• Exercise requirements: Repeat each of the following entries line for line, keeping every character the same.

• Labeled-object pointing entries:
◆ ◆ ◆

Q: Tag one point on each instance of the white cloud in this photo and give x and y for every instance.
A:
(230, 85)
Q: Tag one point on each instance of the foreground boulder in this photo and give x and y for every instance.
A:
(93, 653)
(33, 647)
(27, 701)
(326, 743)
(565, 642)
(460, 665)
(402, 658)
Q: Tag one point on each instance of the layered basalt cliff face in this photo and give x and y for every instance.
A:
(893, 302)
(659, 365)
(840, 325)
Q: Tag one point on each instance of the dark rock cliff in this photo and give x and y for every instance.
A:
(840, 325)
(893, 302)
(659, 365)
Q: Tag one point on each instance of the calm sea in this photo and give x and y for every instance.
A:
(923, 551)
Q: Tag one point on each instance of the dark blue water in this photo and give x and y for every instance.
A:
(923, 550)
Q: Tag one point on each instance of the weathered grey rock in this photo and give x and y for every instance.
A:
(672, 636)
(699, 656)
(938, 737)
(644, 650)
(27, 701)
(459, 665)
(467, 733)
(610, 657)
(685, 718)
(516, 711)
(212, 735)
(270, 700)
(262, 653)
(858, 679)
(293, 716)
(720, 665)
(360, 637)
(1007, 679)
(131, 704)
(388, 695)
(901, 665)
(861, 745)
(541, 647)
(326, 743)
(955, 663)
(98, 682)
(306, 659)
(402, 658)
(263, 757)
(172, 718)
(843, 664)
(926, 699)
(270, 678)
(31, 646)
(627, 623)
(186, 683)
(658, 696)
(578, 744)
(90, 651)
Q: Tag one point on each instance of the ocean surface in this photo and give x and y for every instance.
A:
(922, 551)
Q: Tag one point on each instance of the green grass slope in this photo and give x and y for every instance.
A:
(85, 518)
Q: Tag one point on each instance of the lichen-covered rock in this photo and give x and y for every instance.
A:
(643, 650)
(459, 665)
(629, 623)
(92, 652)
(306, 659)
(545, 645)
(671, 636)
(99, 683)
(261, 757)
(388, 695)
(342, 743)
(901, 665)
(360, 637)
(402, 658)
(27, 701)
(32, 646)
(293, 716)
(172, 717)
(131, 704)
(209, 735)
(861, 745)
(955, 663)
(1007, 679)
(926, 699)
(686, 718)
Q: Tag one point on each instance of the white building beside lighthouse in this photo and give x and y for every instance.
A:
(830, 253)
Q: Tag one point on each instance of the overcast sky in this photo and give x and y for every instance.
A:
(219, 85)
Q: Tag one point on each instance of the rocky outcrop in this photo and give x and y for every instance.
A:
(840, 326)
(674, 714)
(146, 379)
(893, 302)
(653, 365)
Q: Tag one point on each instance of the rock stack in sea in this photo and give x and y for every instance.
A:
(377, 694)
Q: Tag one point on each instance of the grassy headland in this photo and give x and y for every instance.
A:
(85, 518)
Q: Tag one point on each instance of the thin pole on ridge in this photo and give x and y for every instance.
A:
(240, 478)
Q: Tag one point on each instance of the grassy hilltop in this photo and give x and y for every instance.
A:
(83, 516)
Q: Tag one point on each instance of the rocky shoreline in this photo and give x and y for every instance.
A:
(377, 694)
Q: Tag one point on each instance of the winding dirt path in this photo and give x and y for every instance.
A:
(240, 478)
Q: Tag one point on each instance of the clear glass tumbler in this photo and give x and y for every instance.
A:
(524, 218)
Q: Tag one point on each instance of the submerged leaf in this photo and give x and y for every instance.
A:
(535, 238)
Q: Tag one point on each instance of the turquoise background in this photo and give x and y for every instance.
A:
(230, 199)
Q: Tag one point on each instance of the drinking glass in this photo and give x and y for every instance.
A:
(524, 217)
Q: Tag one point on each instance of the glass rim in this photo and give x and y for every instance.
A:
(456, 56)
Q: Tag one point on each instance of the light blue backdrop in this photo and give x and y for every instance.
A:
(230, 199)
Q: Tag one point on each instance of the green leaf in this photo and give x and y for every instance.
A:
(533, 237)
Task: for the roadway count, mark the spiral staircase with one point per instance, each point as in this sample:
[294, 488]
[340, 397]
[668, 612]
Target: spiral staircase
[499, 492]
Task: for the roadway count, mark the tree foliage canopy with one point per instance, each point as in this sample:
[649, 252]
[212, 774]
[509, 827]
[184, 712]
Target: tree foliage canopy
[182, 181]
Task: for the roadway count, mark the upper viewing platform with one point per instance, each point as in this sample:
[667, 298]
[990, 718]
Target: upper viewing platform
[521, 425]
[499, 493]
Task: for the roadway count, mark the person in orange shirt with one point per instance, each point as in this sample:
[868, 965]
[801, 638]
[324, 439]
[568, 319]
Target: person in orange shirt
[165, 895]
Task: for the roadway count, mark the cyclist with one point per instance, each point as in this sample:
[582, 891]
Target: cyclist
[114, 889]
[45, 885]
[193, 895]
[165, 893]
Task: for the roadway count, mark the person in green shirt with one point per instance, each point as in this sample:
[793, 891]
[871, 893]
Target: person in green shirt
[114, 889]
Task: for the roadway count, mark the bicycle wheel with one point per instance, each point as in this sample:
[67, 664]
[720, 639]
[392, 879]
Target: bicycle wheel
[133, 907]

◆ ◆ ◆

• Task answer:
Q: Tag one point on each instance of the white cloud in this photo and give x and y for every instance.
A:
(230, 85)
Q: Tag one point on each instance of the foreground boulder in this photo and give x and y for every instance.
A:
(93, 653)
(33, 647)
(27, 701)
(326, 743)
(565, 642)
(460, 665)
(402, 658)
Q: Tag one point on each instance of the layered basalt cliff face in this photo and give x and y for every instance.
A:
(893, 302)
(659, 365)
(840, 325)
Q: Tag one point on each instance of the dark rock cliff in this photo and give x and y for every instance.
A:
(840, 325)
(893, 302)
(659, 365)
Q: Tag one point on each instance of the calm sea in this photo and give x and y for every instance.
A:
(923, 551)
Q: Tag one point on each instance of the dark blue water in this photo and give x and y for every instance.
A:
(923, 550)
Q: Tag one point on each instance of the weathered grey rock in this photo and give x and y for every instance.
A:
(672, 636)
(699, 656)
(938, 737)
(644, 650)
(27, 701)
(459, 665)
(467, 733)
(610, 657)
(685, 718)
(516, 711)
(212, 735)
(270, 700)
(262, 653)
(858, 679)
(293, 716)
(720, 665)
(360, 637)
(1007, 679)
(131, 704)
(388, 695)
(901, 665)
(861, 745)
(541, 647)
(326, 743)
(955, 663)
(98, 682)
(306, 659)
(402, 658)
(263, 757)
(172, 718)
(843, 664)
(926, 699)
(270, 678)
(31, 646)
(627, 623)
(186, 683)
(658, 696)
(578, 744)
(90, 651)
Q: Tag one point on each instance of the ocean surface in this photo and give x and y for every instance.
A:
(922, 551)
Q: Tag one point on each instance of the green grass slope in this photo and give x and y for every instance.
A:
(85, 518)
Q: Tag one point on each instance of the lichen-covered rock in this photo and give x and y for every instance.
A:
(643, 650)
(459, 665)
(629, 623)
(92, 652)
(306, 659)
(545, 645)
(671, 636)
(99, 683)
(261, 757)
(388, 695)
(342, 743)
(901, 665)
(360, 637)
(402, 658)
(27, 701)
(32, 646)
(293, 716)
(172, 717)
(131, 704)
(209, 735)
(861, 745)
(955, 663)
(1007, 679)
(926, 699)
(686, 718)
Q: Tag one point on each instance of the white building beside lighthouse in this photo and give x and y for every instance.
A:
(830, 253)
Q: Tag one point on each instance of the overcast sky in this photo and give x and y for every instance.
A:
(219, 85)
Q: Tag one point on each instance of the rocky outcrop in this photo and give x and y for every instance.
A:
(840, 326)
(674, 714)
(146, 379)
(893, 302)
(653, 365)
Q: Tag one point on each instance of the rock stack in sea in this photo and give x and y for every instance.
A:
(377, 694)
Q: Tag one point on each instance of the grassy headland in this photo and give x and y for every instance.
A:
(85, 518)
Q: Tag one point on each instance of the thin pole on ridge in this photo and give x and y for every instance.
A:
(240, 478)
Q: Tag one point on each instance of the grassy hilltop in this photo and give x and y for every instance.
A:
(83, 516)
Q: Tag one point on each instance of the rocky shoreline in this photo and give x and y for every instance.
A:
(377, 694)
Q: Tag one point on each instance of the winding dirt path in this photo and give x and y for every instance.
A:
(240, 478)
Q: Tag one point on each instance of the clear glass tumbler in this photo and give x and y for every instance.
A:
(524, 218)
Q: Tag one point on each instance of the submerged leaf in this photo and give x and y for every instance.
A:
(535, 238)
Q: Tag one point on each instance of the turquoise background in this photo and give x and y for every instance.
A:
(230, 199)
Q: Tag one point on each instance of the drinking glass in this photo and give x and y for every instance.
A:
(524, 217)
Q: Tag one point on each instance of the glass rim in this photo and give x and y for every instance.
A:
(456, 56)
Q: Tag one point on each instance of the light blue backdrop in this photo and give x and y for every instance.
A:
(230, 199)
Q: Tag one point on each instance of the green leaf in this photo and give x and y for every instance.
A:
(533, 237)
Task: for the roadway count, mark the spiral staircase with one point per instance, each point as in this sample:
[294, 488]
[340, 397]
[668, 612]
Target: spiral staircase
[499, 492]
Task: for the roadway count, mark the tree foliage canopy with one point per instance, each point as in this sample:
[649, 252]
[212, 774]
[509, 827]
[184, 712]
Target: tree foliage canopy
[182, 181]
Task: for the roadway count, mark the upper viewing platform with one point per instance, each point as in this sample:
[667, 298]
[990, 718]
Target: upper viewing platform
[521, 425]
[499, 493]
Task: for the roadway count, mark the person in orange shirt with one point per instance, each point as in this sample:
[868, 965]
[801, 638]
[324, 439]
[568, 319]
Target: person in orange shirt
[165, 895]
Task: for the roadway count, mark the cyclist with one point per instance, each point as in this sample:
[582, 891]
Target: cyclist
[114, 889]
[45, 885]
[193, 895]
[165, 893]
Task: for the roadway count, mark the person in green shirt with one point per instance, each point as in this sample:
[793, 891]
[871, 893]
Target: person in green shirt
[114, 889]
Task: for the roadway count, mark the bicycle wheel with one point per instance, each point as in this sample:
[67, 664]
[720, 639]
[392, 879]
Target: bicycle wheel
[133, 907]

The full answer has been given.